> _Data to process_
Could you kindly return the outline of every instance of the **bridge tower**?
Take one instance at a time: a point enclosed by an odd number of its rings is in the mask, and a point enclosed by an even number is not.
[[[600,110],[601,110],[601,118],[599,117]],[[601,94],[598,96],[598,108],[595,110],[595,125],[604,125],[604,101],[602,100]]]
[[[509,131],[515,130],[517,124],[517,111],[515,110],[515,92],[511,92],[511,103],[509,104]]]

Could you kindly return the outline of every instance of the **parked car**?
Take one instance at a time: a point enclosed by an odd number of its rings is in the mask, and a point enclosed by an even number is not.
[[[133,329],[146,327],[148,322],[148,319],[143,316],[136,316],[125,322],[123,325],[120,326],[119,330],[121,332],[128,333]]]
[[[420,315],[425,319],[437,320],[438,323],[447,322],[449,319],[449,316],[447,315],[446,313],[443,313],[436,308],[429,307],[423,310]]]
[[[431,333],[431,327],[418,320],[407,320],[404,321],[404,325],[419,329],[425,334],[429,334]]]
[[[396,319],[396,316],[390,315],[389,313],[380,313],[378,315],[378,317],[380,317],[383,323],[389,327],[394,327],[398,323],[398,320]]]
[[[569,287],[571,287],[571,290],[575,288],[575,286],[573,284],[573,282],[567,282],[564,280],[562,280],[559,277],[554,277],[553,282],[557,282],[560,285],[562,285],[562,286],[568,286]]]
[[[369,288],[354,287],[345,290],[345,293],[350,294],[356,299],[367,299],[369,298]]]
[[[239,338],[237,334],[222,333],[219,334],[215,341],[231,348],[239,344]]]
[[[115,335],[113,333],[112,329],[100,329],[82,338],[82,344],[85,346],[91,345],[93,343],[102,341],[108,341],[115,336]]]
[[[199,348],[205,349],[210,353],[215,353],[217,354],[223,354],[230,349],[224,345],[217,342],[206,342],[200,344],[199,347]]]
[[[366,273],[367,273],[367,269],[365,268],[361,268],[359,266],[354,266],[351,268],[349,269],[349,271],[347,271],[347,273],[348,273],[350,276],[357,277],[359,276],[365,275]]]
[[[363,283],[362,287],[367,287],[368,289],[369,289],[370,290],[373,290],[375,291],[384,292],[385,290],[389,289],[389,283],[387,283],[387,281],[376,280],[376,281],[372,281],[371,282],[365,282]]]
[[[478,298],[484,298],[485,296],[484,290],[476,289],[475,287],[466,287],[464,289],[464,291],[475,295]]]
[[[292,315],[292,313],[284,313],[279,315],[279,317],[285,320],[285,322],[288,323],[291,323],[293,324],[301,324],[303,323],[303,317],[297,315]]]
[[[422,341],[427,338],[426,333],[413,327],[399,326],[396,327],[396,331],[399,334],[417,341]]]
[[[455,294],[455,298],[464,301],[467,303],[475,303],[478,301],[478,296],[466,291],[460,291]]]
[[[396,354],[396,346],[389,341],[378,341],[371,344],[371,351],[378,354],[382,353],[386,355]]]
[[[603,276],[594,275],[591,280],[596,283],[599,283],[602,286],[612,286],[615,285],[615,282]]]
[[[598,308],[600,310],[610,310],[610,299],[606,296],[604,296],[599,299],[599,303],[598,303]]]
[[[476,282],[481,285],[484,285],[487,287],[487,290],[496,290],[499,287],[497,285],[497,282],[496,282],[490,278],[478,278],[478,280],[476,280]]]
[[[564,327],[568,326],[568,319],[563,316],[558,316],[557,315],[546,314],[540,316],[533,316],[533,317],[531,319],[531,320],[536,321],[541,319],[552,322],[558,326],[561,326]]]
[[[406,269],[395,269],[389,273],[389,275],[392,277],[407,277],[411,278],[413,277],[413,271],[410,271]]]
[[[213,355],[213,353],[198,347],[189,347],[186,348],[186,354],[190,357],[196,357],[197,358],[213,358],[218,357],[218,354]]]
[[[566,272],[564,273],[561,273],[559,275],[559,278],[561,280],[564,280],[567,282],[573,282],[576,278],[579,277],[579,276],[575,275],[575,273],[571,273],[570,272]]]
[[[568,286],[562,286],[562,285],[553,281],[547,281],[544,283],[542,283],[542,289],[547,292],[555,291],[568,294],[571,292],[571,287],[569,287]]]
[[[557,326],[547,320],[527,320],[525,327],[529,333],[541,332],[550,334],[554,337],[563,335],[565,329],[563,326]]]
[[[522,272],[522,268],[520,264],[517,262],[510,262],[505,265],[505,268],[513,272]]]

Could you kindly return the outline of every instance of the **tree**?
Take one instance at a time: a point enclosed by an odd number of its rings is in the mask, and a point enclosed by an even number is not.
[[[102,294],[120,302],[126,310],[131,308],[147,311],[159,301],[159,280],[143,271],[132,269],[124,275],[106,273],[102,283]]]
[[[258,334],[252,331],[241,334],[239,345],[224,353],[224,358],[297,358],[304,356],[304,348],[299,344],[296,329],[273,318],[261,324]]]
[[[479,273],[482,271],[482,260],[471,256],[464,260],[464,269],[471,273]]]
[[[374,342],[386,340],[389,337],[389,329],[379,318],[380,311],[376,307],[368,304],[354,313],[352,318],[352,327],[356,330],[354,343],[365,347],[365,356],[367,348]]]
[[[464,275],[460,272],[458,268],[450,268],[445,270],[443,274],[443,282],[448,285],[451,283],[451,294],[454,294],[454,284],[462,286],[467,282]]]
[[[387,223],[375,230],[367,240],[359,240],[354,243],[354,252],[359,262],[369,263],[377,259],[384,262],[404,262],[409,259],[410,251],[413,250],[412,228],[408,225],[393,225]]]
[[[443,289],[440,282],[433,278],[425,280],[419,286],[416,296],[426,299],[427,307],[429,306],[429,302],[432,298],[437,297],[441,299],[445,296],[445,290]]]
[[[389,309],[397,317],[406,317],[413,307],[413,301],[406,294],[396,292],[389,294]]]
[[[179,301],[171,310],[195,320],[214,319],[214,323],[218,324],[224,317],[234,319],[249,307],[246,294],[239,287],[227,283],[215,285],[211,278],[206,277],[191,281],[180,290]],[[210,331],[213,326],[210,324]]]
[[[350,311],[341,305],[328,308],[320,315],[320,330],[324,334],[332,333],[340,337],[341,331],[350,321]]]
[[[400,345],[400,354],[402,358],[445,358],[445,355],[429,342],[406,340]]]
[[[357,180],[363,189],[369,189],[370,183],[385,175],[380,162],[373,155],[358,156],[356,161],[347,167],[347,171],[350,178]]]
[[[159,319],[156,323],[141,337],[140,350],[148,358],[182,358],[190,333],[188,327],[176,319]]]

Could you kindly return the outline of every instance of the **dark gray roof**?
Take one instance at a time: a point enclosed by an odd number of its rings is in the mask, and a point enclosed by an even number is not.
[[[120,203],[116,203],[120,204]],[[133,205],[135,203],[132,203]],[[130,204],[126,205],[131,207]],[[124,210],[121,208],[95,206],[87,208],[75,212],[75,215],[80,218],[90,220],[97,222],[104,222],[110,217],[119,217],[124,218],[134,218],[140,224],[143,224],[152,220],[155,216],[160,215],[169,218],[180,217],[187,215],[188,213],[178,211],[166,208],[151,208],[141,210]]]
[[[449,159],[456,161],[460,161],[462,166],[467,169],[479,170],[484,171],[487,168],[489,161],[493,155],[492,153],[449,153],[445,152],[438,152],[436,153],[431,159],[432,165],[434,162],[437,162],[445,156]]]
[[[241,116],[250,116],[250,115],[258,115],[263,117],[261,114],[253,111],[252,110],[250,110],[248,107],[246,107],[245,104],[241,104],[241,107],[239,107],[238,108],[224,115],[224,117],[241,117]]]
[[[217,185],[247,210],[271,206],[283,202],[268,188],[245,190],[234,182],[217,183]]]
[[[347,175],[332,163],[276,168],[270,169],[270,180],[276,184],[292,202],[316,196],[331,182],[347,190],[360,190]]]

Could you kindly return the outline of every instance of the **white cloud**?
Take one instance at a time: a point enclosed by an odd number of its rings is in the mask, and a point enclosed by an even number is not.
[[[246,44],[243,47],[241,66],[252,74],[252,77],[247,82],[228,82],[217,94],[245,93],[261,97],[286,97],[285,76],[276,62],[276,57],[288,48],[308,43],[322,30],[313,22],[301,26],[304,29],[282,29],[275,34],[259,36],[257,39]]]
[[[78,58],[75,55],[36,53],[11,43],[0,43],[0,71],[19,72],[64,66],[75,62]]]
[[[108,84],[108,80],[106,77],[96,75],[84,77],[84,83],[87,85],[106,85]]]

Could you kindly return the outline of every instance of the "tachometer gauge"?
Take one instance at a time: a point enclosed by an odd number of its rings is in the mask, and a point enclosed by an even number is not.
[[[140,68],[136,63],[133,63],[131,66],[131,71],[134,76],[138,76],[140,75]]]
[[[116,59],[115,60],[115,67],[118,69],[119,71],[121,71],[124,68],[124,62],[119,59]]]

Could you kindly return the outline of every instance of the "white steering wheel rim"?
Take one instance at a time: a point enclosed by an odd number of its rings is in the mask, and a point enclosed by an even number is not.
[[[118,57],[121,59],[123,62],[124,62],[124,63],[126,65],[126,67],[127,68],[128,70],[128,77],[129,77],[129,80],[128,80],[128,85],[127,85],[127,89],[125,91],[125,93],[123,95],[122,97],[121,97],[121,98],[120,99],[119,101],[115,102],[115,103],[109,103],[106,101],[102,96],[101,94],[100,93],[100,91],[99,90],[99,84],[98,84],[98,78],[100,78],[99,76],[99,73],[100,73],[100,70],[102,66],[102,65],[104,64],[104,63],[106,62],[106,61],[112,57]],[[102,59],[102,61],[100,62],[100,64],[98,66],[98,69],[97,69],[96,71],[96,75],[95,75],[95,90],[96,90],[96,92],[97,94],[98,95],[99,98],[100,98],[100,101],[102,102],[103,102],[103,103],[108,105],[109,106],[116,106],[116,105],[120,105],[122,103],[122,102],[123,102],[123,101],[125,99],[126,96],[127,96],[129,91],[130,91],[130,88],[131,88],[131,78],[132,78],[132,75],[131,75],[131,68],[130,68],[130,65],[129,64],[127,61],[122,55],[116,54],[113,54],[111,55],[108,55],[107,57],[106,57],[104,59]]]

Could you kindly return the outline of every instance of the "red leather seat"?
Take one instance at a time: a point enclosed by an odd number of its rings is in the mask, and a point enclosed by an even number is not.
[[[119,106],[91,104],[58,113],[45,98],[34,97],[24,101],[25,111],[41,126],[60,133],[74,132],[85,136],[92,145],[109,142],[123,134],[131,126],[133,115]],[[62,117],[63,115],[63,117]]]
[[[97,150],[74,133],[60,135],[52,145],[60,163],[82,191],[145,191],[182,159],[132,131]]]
...
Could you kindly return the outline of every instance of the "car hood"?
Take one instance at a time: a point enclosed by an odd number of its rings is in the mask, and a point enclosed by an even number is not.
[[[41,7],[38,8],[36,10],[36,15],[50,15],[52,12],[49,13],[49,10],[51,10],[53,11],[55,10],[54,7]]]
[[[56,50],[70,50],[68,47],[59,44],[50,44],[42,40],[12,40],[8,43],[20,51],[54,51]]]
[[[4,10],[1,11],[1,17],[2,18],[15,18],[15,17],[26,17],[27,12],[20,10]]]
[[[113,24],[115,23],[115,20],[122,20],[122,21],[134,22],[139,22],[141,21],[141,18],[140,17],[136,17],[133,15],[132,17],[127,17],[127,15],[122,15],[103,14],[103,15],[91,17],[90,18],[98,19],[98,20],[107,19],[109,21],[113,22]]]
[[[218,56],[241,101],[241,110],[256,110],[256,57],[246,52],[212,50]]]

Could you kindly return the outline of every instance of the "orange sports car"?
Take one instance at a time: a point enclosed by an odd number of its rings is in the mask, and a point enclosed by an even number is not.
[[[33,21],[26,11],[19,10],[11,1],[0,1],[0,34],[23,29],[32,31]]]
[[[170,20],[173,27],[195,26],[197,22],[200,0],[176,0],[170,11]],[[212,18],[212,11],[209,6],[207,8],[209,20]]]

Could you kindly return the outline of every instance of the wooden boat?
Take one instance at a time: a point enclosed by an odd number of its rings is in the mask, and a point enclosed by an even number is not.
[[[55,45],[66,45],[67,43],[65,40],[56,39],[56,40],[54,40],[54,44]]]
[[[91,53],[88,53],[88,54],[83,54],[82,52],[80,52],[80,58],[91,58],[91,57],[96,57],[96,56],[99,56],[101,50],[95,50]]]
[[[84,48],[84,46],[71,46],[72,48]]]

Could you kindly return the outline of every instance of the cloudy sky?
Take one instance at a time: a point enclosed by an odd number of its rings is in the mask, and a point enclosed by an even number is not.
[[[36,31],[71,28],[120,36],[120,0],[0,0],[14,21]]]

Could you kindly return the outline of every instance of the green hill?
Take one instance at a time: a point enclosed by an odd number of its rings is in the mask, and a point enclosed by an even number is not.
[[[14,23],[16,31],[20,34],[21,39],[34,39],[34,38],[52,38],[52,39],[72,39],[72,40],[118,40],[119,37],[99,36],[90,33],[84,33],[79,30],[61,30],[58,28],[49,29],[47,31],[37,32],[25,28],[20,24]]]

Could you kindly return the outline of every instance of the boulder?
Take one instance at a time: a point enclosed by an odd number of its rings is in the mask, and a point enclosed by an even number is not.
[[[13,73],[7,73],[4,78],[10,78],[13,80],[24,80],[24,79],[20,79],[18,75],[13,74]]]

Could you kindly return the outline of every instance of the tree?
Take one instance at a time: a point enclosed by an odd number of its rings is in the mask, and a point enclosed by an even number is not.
* * *
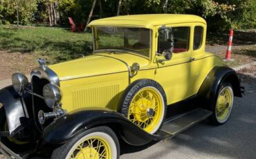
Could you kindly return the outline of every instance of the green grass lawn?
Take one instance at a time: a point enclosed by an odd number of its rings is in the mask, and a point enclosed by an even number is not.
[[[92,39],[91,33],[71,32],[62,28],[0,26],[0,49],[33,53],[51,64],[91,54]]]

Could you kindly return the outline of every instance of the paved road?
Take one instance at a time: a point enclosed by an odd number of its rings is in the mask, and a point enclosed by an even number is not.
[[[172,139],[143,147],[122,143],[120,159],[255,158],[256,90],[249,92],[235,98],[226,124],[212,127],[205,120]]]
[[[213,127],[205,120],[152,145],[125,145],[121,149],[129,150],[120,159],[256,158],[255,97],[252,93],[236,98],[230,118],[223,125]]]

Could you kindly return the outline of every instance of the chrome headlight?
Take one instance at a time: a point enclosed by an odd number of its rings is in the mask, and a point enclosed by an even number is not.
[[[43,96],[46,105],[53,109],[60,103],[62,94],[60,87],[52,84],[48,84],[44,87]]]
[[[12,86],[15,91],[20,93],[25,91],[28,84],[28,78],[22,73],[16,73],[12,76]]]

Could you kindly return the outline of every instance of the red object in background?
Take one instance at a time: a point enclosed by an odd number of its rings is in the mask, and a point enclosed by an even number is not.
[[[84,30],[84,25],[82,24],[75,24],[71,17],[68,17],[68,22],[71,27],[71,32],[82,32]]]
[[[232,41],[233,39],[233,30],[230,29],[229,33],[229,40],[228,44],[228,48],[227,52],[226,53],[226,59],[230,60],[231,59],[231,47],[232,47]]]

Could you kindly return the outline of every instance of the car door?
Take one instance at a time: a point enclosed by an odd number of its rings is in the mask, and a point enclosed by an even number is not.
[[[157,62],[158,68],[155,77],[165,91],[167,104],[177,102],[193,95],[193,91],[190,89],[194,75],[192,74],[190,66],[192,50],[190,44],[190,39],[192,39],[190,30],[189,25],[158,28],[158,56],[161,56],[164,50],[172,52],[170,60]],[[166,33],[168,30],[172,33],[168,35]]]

> _Request_
Pull out every line of the data above that contains the word "green".

> _Complete response_
Could you kindly return the outline of every instance of the green hill?
Could you kindly return the outline of every instance of the green grass lawn?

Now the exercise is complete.